▸ What you should do: From the line containing "In this exercise you will locate the dark concrete" to the end of the listing, copy each line exactly and leave out all others.

(Data for this exercise)

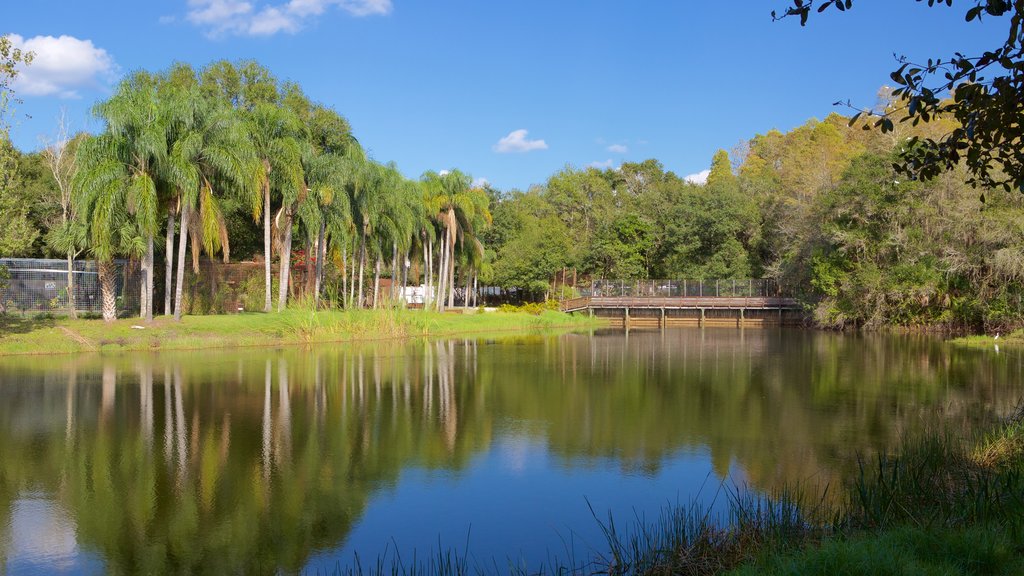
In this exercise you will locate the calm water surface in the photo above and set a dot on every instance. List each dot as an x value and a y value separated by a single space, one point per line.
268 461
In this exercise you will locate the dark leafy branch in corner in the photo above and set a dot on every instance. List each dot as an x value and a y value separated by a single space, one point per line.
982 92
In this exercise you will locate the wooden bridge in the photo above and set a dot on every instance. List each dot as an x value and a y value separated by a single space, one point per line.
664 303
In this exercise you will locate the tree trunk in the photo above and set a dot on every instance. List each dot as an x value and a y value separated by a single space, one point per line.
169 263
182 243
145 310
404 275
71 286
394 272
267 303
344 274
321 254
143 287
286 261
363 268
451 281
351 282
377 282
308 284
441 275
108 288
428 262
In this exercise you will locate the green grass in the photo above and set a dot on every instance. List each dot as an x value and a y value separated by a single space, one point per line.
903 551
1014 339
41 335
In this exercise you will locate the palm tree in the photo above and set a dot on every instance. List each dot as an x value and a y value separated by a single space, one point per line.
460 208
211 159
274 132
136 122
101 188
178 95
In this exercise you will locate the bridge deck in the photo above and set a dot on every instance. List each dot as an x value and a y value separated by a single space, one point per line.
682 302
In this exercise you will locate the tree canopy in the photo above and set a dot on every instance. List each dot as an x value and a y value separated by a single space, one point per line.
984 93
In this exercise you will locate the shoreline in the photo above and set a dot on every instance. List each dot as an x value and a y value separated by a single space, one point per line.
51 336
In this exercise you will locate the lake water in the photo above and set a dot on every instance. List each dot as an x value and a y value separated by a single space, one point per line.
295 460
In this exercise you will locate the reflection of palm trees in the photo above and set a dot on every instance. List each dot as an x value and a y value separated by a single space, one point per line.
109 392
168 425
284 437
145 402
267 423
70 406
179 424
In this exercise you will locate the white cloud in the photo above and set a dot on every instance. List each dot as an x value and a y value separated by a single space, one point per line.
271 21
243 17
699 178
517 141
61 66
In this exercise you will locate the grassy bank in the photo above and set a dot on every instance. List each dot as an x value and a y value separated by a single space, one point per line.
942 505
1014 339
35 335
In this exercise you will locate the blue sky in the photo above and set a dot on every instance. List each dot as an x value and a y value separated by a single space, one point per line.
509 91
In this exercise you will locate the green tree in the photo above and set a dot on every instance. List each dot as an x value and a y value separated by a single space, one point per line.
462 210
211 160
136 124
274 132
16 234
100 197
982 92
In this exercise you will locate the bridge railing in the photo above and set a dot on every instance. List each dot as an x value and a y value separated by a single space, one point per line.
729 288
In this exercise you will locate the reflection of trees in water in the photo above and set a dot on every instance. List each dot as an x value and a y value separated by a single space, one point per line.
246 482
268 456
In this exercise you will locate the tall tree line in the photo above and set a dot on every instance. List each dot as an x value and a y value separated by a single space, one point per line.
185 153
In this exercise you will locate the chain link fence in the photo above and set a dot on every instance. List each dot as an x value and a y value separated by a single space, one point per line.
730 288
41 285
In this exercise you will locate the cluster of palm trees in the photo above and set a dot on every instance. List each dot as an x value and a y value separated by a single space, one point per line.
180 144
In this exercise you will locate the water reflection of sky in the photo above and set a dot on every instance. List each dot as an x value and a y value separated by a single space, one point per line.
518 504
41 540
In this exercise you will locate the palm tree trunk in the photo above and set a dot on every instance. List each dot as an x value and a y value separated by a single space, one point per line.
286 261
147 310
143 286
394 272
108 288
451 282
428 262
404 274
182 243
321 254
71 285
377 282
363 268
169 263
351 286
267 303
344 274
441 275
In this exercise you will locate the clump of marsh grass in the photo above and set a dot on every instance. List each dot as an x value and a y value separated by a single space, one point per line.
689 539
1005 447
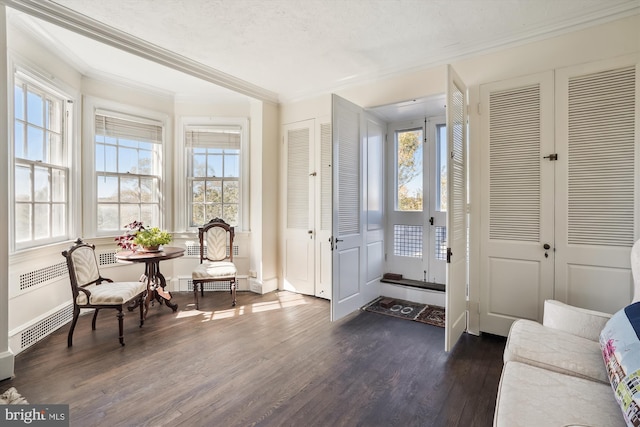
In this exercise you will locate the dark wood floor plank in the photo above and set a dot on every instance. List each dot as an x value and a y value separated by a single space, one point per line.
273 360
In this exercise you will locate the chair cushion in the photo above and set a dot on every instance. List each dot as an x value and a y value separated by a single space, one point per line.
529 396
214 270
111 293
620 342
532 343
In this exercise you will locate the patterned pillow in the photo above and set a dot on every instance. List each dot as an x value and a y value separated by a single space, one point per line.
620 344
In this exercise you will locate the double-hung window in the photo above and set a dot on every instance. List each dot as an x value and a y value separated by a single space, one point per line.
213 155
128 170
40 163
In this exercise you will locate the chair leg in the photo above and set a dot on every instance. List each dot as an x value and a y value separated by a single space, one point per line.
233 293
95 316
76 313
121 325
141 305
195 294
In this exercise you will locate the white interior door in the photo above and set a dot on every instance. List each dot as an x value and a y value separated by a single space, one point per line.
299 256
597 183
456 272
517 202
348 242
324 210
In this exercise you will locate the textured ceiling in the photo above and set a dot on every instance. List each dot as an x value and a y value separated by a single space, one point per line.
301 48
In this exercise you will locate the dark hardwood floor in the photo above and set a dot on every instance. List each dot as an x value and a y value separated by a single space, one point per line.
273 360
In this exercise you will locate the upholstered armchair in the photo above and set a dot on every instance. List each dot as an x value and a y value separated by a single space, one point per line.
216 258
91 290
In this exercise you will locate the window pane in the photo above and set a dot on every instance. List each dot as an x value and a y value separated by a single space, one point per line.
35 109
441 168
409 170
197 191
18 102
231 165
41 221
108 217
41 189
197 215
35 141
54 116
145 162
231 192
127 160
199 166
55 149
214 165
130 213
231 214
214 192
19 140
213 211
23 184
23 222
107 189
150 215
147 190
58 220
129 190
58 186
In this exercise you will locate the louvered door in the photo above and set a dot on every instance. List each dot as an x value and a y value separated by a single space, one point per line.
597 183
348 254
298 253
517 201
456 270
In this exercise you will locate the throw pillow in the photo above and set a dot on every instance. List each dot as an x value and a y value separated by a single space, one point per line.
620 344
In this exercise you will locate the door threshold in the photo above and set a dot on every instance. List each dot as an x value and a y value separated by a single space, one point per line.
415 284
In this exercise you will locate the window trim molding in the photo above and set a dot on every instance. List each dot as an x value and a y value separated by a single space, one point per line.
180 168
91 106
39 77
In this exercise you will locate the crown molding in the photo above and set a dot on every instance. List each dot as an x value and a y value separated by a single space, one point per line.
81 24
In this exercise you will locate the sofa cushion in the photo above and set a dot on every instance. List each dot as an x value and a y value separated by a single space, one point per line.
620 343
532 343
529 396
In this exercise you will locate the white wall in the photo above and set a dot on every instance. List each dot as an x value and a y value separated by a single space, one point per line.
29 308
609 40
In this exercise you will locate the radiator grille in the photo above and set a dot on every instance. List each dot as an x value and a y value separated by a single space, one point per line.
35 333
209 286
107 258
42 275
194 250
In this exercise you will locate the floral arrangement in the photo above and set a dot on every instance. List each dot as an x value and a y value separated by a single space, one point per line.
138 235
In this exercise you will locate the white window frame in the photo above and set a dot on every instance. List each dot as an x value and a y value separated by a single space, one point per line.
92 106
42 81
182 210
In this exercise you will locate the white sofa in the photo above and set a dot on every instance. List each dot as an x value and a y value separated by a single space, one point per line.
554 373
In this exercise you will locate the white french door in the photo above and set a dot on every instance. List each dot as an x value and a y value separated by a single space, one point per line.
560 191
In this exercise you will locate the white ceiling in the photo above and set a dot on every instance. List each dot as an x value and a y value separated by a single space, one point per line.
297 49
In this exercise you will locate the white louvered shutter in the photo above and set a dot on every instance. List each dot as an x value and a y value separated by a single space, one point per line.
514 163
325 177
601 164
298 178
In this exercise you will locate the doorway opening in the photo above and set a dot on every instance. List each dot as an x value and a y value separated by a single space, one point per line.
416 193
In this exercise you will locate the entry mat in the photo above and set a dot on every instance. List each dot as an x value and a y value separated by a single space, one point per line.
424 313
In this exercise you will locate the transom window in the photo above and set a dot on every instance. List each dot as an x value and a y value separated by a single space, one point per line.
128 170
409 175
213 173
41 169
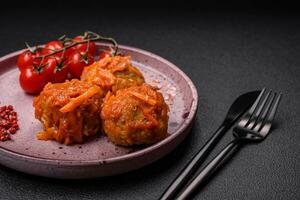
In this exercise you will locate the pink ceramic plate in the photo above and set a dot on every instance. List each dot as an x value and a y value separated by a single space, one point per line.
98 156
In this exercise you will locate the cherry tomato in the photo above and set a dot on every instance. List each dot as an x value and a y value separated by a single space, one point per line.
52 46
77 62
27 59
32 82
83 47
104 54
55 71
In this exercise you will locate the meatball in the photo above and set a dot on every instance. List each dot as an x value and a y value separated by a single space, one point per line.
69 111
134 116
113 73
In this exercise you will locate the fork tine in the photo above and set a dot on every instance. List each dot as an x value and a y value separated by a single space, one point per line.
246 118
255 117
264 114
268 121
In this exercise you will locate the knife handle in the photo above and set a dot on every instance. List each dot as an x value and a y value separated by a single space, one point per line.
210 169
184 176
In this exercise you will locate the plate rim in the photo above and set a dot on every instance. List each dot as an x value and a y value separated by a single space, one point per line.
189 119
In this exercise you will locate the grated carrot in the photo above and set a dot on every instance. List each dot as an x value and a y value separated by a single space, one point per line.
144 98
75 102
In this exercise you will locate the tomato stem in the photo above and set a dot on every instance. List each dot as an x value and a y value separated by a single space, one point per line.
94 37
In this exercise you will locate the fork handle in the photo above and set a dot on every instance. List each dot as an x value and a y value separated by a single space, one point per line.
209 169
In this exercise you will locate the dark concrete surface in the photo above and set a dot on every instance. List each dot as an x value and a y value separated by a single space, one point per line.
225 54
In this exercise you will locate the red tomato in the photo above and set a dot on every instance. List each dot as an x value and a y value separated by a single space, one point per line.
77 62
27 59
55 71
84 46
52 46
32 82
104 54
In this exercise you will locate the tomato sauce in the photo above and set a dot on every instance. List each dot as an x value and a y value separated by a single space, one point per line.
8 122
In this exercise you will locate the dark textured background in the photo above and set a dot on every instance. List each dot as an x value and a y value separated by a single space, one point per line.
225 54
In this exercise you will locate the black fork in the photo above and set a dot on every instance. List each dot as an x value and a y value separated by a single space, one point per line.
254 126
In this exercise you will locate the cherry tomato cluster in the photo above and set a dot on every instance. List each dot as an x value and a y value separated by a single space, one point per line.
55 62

(End Data for this exercise)

▸ Task response:
In this exercise you will locate the dark concrete surface in the photo above and set a dot on every instance. List each dot as an x value and a y value separated by a single space, one point per line.
225 54
In this exercise you will locate the red tomato in the photo above and set a dot on every instance. List each dot as an x value and a y value separated by a single space, one point per line.
77 62
27 59
55 71
84 46
52 46
32 82
104 54
In this exercise you will locate the tomato sauce in the photo above and set a dot on every instance. List each dot as an x value and a y value separated by a single space, one point per line.
8 122
In this exercise you will locate the dark textured background in the photo above and set a dot on every instance. List each dot as an x value and a y value separated by a single space, one point per line.
225 54
In this exercise you will locate the black fork in the photo above and set a dot on every instance. List each dot as an x value and a y value separated by a single space, one point per line.
254 126
In this exercise you will locate the cherry tomato cluster in the photo above and set a dot on every instance. List each dot as an x value and a y value separated by a single space, one point per line.
55 62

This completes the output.